● **Requirement**
Answer these about the brand research text below:
(a) Who leads the project?
(b) Which asset pricing model is currently considered the best and most rigorous?
(c) How many brands did the team select to study?

A collaboration between BrandZ 

and the University of Oxford Saïd School of Business

Brand Matters

New research studies linkage of marketing

activity and superior business performance

Findings will help improve investment

decision-making and marketing ROI

The role played by “brand” in driving business returns and growth is still questioned by CEOs, CFOs and financial and investment analysts around the world. An ongoing collaboration between BrandZ and Professor Andrew Stephen at the University of Oxford’s Saïd Business School, as part of the Future of Marketing Initiative (FOMI), is providing powerful evidence of the value of investing in building brands—and the potential for using brand metrics to predict whether a company will over-perform against market expectations.

The project, led by Associate Professor of Marketing Dr. Felipe Thomaz, aims to develop a statistical model that calculates the precise contribution that marketing activities make to what’s known as “abnormal financial returns.” These are the returns that are derived when a company’s stock performs better than the market expected.

Companies need to be able to measure all the assets that drive their business performance, while the ability to explain and predict stock returns is a vital guide for investors’ decision-making. A number of different models have been used historically to describe stock returns, with the Fama French 5 Factor asset pricing model currently considered to be the best and most rigorous.

These financial models account for market factors such as risk, size of market capitalization, profitability and corporate investment. What they don’t do is directly measure the contribution made by marketing activities—largely because the creators have not had an appropriate data set to work with. With the collaboration, the use of the BrandZ database by the SBS team has plugged this data gap.

With the world’s largest brand equity database, BrandZ provided Dr. Thomaz and his team with performance and perception data on thousands of brands, many global in operation, from 2007 to 2019 across more than 40 countries. From these data, the team selected 872 brands to study, which furnished them with more than 15,300 brand equity observation points.

● **Input data**
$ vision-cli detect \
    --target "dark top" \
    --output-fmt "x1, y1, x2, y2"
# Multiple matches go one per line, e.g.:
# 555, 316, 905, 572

● **Answer to the problem**
(a) Associate Professor of Marketing Dr. Felipe Thomaz
(b) The Fama French 5 Factor asset pricing model
(c) 872